**Задание A**
На каких словах из Апокалипсиса Волков бросает вазу в отрывке о Мышкине?
**Задание B**
Объясните по отрывку о Мышкине, что означает черная перчатка на руке героя.
**Задание C**
Пожалуйста, продолжите отрывок о Мышкине после его последнего предложения.

Иллюзию возможного спасения эта картина разрушает, как и разбитая китайская ваза, тоже голубая, в тон ждановской жидкости. Волков бросает её, как последнюю надежду Мышкина (на словах из Апокалипсиса «времени больше не будет»). И в эту минуту в его глазах отражается «конец игры»: попытки остановить на краю – и самому удержаться – будут разбиты вдребезги, а вместе с ними – хрупкая близость с тремя несчастными душами и такое же хрупкое душевное здоровье. Черная перчатка на руке, которой он разбивает вазу, а потом и обнимает, и душит Рогожина – «отметина» болезни, темного подвала сознания, откуда она выбирается. Прямо на наших глазах Мышкин разрушается изнутри: «падает» очень часто, моргает, как человек, которому больно смотреть на свет, страдает всем своим существом, даже физически, от контактов с чужим страданием – и вот уже перед нами не мальчик со светлым взглядом, а идиот с языком набок.

[Записи набора данных]
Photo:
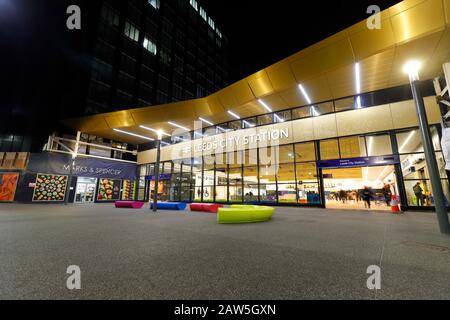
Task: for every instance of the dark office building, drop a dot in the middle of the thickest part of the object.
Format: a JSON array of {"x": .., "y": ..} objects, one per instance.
[
  {"x": 128, "y": 54},
  {"x": 153, "y": 52}
]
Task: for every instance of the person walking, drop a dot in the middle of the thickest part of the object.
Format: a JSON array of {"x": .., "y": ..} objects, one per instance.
[
  {"x": 387, "y": 194},
  {"x": 418, "y": 191},
  {"x": 367, "y": 197}
]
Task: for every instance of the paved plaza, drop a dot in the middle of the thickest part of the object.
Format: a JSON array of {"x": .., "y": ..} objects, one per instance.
[{"x": 300, "y": 254}]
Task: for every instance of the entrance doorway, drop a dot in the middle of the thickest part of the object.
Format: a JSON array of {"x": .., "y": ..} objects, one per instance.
[
  {"x": 163, "y": 190},
  {"x": 85, "y": 192},
  {"x": 345, "y": 188}
]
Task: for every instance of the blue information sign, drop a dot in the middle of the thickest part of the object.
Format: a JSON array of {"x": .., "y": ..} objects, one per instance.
[
  {"x": 161, "y": 177},
  {"x": 358, "y": 162}
]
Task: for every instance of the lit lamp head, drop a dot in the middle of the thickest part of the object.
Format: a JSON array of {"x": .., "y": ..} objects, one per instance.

**Письменный ответ A**
На словах «времени больше не будет».

**Письменный ответ B**
Черная перчатка — «отметина» болезни, темного подвала сознания, откуда болезнь выбирается. Она надета на ту руку, которой Мышкин разбивает вазу, а потом обнимает и душит Рогожина.

**Письменный ответ C**
Он жалеет всех, но эта всеобъемлющая любовь-жалость никого не спасает. Милосердие, с которым он мечется между Настасьей, Аглаей и Рогожиным, как с обезболивающим средством, не снимает боль. Но – несмотря на хаос и неопределенность в отношениях – помогает приоткрыться друг другу и «хоть с одним человеком обо всем говорить, как с собой».

Фильм Ларса фон Триера «Идиоты» к названию спектакля не имеет отношения, но так и тянет напомнить, что коммуна молодых людей выбрала безумие как способ «снять» навязанные обществом роли и статусы, а свободны от них, наверно, только идиоты, святые и дети.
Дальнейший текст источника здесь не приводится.